§ **TEXT SHOWN**:
———
Orc Attack: Flatulent Rebellion Review – MOUSE n JOYPAD

Orc Attack: Flatulent Rebellion Review



Do you find farting and burping funny? Because Orc Attack: Flatulent Rebellion sure does. True to the title’s suggestion, should you try to play this game, you will find yourself caught up in gasses of the nastiest kind and smells none but the orcs could withstand. Thankfully, this is all just a visual representation and nothing terrible will happen to you. Actually, that’s debatable, but for a wholly different reason.

This game tries very hard to be funny, but only rarely manages to elicit any emotion. Except maybe an occasional outburst of rage, if that counts. The problem lies in the fact that most gamers don’t find toxic gasses funny, not even if the rest of the game is great. This isn’t the case with Orc Attack, however. One of my biggest gripes with this game is that there’s no way to rebind key functions, at all. The only time controls are mentioned is when the game shows you the layout of an Xbox gamepad and makes you deal with it. This wouldn’t be that much of a problem if the controls were logical, but they’re not. Setting the uncontrollable (and terrible) camera aside, you move your orc using the arrow keys and attack/evade with random keyboard buttons. The game also foolishly assumes you already know what the keybinds are, because it displays the X360 controls whenever a new situation arises.

Graphically, the game is actually somewhat nice. Of course, the textures are terrible and all that, but the additional layer of post-processing available on PC makes this game look like a re-released two generations old game. Do you remember the first Ratchet & Clank games? Like that, but shinier and shittier. Quite literary. The blood, however, looks very decent. Animations are a far cry from the current industry standard, too. There’s like, fifteen animations total, both combat and movement. Possibly enemies, too. Yes, the game does try to add some fluff to the table by allowing you to choose from a couple of characters and customize them with trinkets, armor and weapons, but it doesn’t matter. All orcs act exactly the same and have the same moveset, and the equipment lets you both deal and withstand more damage than you can by default. There is also an unnecessary overworld map that allows you to choose among multiple levels, visit the trader and similar tidbits, but it just seems redundant. Level design is firmly entrenched in the PS2 era, with irritatingly long corridors and enemies that randomly dissapear, only to jump out of the bushes once more only a second later. The two redeeming qualities the levels have is that they play on the nostalgia card, and offer a nice challenge both when playing solo or in coop.
———
§ **TASK ITEM A**: Write out the part of the Orc Attack review starting with "Orc Attack: Flatulent Rebellion Review –" and going on through "wholly different reason.".
§ **TASK ITEM B**: Extend the Orc Attack review past its final sentence.
You won't need the items for any of this.

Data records
———
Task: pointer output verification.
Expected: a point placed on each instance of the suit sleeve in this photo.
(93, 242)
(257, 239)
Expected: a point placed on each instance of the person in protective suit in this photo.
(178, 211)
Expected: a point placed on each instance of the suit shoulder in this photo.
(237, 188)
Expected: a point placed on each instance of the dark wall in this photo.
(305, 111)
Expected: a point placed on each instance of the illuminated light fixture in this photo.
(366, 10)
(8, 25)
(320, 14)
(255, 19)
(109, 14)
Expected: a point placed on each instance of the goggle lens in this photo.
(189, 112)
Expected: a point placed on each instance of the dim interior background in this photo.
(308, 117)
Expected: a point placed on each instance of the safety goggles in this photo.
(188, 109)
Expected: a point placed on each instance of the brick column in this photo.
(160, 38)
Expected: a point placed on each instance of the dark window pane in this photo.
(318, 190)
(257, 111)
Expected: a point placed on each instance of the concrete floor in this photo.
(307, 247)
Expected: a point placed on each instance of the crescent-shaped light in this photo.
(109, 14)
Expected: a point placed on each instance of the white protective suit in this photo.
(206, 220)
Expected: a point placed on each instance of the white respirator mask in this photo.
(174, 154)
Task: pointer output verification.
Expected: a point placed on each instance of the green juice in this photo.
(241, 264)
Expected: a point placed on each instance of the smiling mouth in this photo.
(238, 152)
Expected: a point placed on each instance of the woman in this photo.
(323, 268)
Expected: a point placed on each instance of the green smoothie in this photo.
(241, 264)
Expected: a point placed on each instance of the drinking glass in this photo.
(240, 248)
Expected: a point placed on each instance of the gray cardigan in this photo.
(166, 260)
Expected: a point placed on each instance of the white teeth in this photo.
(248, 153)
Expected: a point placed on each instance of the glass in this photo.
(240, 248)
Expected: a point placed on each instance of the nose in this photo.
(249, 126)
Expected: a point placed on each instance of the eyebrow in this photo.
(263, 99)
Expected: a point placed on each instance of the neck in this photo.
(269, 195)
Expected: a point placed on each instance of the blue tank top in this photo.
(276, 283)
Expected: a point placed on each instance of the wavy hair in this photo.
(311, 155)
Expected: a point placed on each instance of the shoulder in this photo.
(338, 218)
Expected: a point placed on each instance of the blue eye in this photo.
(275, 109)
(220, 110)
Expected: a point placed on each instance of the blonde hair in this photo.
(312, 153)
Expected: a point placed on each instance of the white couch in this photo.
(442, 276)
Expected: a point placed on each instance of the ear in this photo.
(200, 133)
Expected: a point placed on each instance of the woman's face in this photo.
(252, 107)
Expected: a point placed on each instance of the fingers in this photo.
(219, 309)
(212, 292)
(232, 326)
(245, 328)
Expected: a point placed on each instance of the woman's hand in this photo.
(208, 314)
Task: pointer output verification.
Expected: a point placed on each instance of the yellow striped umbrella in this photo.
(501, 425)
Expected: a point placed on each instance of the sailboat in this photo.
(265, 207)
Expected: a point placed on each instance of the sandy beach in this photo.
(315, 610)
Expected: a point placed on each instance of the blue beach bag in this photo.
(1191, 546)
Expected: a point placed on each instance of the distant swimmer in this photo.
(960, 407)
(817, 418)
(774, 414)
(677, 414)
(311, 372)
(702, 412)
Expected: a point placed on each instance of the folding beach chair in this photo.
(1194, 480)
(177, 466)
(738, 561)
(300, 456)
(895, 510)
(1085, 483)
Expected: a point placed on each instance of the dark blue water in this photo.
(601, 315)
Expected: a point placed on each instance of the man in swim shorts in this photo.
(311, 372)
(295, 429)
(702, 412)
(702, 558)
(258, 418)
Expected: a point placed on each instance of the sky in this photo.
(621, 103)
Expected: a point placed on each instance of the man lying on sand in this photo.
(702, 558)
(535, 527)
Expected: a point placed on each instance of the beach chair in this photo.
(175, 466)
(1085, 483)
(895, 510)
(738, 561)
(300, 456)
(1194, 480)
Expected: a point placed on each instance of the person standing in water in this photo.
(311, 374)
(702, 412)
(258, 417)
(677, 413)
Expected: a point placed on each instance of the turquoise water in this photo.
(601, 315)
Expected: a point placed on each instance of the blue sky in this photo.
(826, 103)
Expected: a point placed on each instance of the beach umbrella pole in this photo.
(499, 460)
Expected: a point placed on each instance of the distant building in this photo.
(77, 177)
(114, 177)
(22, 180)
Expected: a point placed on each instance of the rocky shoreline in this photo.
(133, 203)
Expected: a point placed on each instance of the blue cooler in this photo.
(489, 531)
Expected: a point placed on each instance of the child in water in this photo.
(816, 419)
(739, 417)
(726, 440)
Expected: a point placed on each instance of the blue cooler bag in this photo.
———
§ **WRITTEN ANSWER A**:
Orc Attack: Flatulent Rebellion Review – MOUSE n JOYPAD

Orc Attack: Flatulent Rebellion Review



Do you find farting and burping funny? Because Orc Attack: Flatulent Rebellion sure does. True to the title’s suggestion, should you try to play this game, you will find yourself caught up in gasses of the nastiest kind and smells none but the orcs could withstand. Thankfully, this is all just a visual representation and nothing terrible will happen to you. Actually, that’s debatable, but for a wholly different reason.

§ **WRITTEN ANSWER B**:
The combat is where the game shines, so to say. There’s a whole bunch of versatile adversaries for you to kill, and waving your clubs, flails, axes or whatever at them feels quite nice. I mean, in comparison to the rest of the game. Every level will pitch you and your pals (if they aren’t ashamed of you at this point) in front of a boss enemy, too, and most of these critters are nicely done and offer a good challenge while not being impossibly difficult to ravage through.

One possibly important thing to mention about Orc Attack: Flatulent Rebellion is that it offers two wildly different ways to play the game. You can play „clean“ and „dirty“ editions of the story, and the only difference lies in the way farts and burps are depicted. No, I am not kidding. The developers basically took the game’s only real gimmick and made it optional.

This game (port) is so half-assed that it isn’t even that. More like quarter-assed, when you take everything into account. If you have three good (and patient) mates to play the game with, you might find Orc Attack amusing, but that’s a long shot. I suggest avoiding this game like it’s a weird fat dude with sickly green skin, questionable hygiene and serious bowel movement issues.